Page extract:
────────────────────────────────────────

Tuesday, March 27, 2012

Baking and Massaging with a Rolling Pin

My knee problem is proving to be baffling, says the PT.  Not very promising, says the only-80%-covered payee.  
As a massage therapist, I am quite familiar with anatomy, muscles, tendons, joints,  .etc, and how they all work and move, but the pain is jumping from my IT band to my quad to my calf to the back side of my knee to my hamstring and I'm not sure what is triggering each twinge of pain and trigger point from one day to the next.  All I can do is massage, ice, rest, try to bike, overdo a hike, swim, roll on the foam roller, stretch and tape.  This time I got pretty blue tape- a sling across the patella tendon and some webbing over the kneecap to lift, pull and stabilize.  Aside from the hundreds of dollars I am racking up, I'm getting anxious.  The trails reopen in another two weeks (most of the local trails close Dec 15-April 15 to protect wintering wildlife and avoid damage to the trails through use during wet conditions) and I'm not making any progress.
With all of this self-massage, I was reminded of one of my favorite massaging (and baking) devices last night when I needed to massage my calf muscle:  my OXO Good Grips rolling pin.  I thought I'd share my good find on this blog as well:  

From May 7, 2008:  I had to buy a new rolling pin the other day. How do you lose a rolling pin, anyhow? A bobby pin, yes, understandable- but a whole rolling pin? I was just about to get out the foam roller for my calves when I spotted the new rolling pin on the floor (of course the kids were using it as a toy...now it makes more sense how maybe the wooden one got lost) and realized that my $14.99 purchase was well worth bypassing the cheap $5.99 splintery wooden version. Think of it in comparison to the Stick:
OXO Good Grips Rolling Pin
• 10" rolling pin • Contoured, raised handles provide a comfortable, firm grip • Specially weighted handles stay in raised position • Nonstick surface for easy cleanup • Dishwasher safe • Get it at your local Target.
$14.99 (2012 price, $20)

The Stick products are made of a space-age plastic that allow necessary flexibility of the tool and provide maximum compression of the muscles • The center rod of the Stick is surrounded by spindles which roll independently over the muscle • The handles provide maximum comfort in the grip • 17"-30" • Order online or pick one up at a race expo.
$25.95 - $49.95

Now, while the Stick may work to strip the muscles in various segments by muliple rolling spindles, the simple rolling pin is a much more effective tool for working common problem areas such as the glutes and IT Band. This particular brand of rolling pin has weighted handles and the overall weight and sturdiness of the rolling pin makes it easier to apply more pressure, more evenly, for a deeper massage. You'd have to exert far more pressure across the handles of the Stick to get comparable pressure of the rolling pin, but with the Stick, you can zero in on a smaller area with the individual spindles.

────────────────────────────────────────

(Saved data entries)
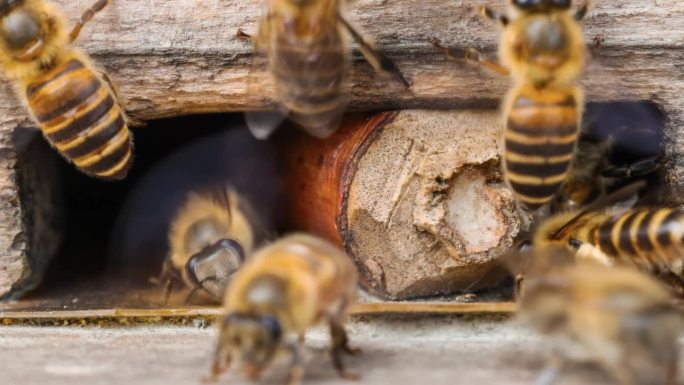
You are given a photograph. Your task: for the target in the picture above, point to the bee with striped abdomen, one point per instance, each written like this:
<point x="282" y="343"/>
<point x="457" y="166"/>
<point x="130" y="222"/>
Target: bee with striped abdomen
<point x="208" y="241"/>
<point x="72" y="103"/>
<point x="542" y="49"/>
<point x="307" y="56"/>
<point x="649" y="238"/>
<point x="617" y="318"/>
<point x="284" y="289"/>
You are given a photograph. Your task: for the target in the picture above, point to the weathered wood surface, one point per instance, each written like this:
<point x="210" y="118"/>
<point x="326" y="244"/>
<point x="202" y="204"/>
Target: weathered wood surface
<point x="418" y="215"/>
<point x="181" y="56"/>
<point x="178" y="57"/>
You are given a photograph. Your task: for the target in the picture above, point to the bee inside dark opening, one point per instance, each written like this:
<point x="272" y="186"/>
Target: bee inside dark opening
<point x="116" y="233"/>
<point x="114" y="241"/>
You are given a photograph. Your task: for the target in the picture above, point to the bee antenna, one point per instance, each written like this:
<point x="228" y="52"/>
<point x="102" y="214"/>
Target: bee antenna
<point x="614" y="197"/>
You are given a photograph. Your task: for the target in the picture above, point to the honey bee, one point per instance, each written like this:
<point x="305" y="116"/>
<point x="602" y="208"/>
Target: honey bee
<point x="619" y="319"/>
<point x="73" y="103"/>
<point x="308" y="58"/>
<point x="208" y="240"/>
<point x="282" y="290"/>
<point x="542" y="49"/>
<point x="649" y="238"/>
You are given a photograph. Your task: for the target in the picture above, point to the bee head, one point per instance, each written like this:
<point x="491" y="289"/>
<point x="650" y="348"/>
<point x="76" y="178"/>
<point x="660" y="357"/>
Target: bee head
<point x="253" y="339"/>
<point x="212" y="267"/>
<point x="8" y="5"/>
<point x="541" y="5"/>
<point x="21" y="32"/>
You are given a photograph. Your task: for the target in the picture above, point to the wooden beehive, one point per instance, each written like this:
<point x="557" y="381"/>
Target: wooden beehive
<point x="181" y="57"/>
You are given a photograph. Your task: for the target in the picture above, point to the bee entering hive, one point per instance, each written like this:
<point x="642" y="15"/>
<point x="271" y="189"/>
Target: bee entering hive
<point x="116" y="236"/>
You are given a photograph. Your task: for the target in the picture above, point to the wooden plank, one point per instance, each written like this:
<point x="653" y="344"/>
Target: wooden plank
<point x="183" y="57"/>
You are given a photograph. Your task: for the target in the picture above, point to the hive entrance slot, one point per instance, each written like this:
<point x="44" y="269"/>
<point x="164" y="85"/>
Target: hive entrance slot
<point x="88" y="270"/>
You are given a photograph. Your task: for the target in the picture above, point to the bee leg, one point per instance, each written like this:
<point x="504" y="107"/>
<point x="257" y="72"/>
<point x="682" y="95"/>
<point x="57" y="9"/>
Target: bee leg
<point x="296" y="372"/>
<point x="340" y="344"/>
<point x="165" y="278"/>
<point x="474" y="55"/>
<point x="220" y="364"/>
<point x="519" y="282"/>
<point x="492" y="15"/>
<point x="471" y="54"/>
<point x="190" y="295"/>
<point x="130" y="120"/>
<point x="641" y="167"/>
<point x="240" y="34"/>
<point x="582" y="11"/>
<point x="340" y="341"/>
<point x="86" y="17"/>
<point x="377" y="59"/>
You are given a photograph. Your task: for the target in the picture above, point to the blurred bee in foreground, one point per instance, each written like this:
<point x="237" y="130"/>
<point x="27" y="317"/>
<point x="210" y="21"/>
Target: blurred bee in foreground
<point x="73" y="103"/>
<point x="617" y="318"/>
<point x="208" y="240"/>
<point x="649" y="238"/>
<point x="284" y="289"/>
<point x="308" y="59"/>
<point x="592" y="176"/>
<point x="542" y="49"/>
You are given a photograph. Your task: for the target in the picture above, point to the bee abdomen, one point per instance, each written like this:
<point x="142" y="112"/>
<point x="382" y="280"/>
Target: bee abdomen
<point x="310" y="83"/>
<point x="81" y="118"/>
<point x="647" y="237"/>
<point x="540" y="137"/>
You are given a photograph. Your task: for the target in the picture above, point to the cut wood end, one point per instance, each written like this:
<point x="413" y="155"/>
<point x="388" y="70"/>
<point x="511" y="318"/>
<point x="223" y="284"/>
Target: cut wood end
<point x="427" y="211"/>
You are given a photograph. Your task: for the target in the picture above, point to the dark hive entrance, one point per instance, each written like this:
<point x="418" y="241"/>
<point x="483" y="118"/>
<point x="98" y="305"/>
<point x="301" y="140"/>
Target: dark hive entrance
<point x="104" y="259"/>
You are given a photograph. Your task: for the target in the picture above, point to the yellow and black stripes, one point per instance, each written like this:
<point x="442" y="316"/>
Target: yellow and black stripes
<point x="540" y="137"/>
<point x="647" y="237"/>
<point x="81" y="118"/>
<point x="310" y="78"/>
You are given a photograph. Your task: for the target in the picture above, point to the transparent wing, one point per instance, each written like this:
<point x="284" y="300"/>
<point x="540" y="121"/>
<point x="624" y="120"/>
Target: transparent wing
<point x="263" y="123"/>
<point x="264" y="113"/>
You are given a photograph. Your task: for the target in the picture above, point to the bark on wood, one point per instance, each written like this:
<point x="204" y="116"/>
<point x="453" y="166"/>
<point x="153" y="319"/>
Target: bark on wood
<point x="178" y="57"/>
<point x="419" y="215"/>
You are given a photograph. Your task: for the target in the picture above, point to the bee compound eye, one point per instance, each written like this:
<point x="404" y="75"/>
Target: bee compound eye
<point x="19" y="30"/>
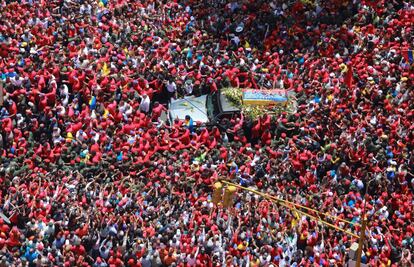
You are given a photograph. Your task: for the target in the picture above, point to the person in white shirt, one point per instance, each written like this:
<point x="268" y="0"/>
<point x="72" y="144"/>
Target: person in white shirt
<point x="145" y="104"/>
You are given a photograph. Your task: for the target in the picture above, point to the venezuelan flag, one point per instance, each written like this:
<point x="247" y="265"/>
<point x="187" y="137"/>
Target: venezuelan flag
<point x="92" y="103"/>
<point x="408" y="55"/>
<point x="105" y="70"/>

────────────────────────────────────────

Your instructions: Please reproduce word for word the part of the rolling pin post starting at "From May 7, 2008:  I" and ending at "(2012 price, $20)".

Answer to this exercise:
From May 7, 2008:  I had to buy a new rolling pin the other day. How do you lose a rolling pin, anyhow? A bobby pin, yes, understandable- but a whole rolling pin? I was just about to get out the foam roller for my calves when I spotted the new rolling pin on the floor (of course the kids were using it as a toy...now it makes more sense how maybe the wooden one got lost) and realized that my $14.99 purchase was well worth bypassing the cheap $5.99 splintery wooden version. Think of it in comparison to the Stick:
OXO Good Grips Rolling Pin
• 10" rolling pin • Contoured, raised handles provide a comfortable, firm grip • Specially weighted handles stay in raised position • Nonstick surface for easy cleanup • Dishwasher safe • Get it at your local Target.
$14.99 (2012 price, $20)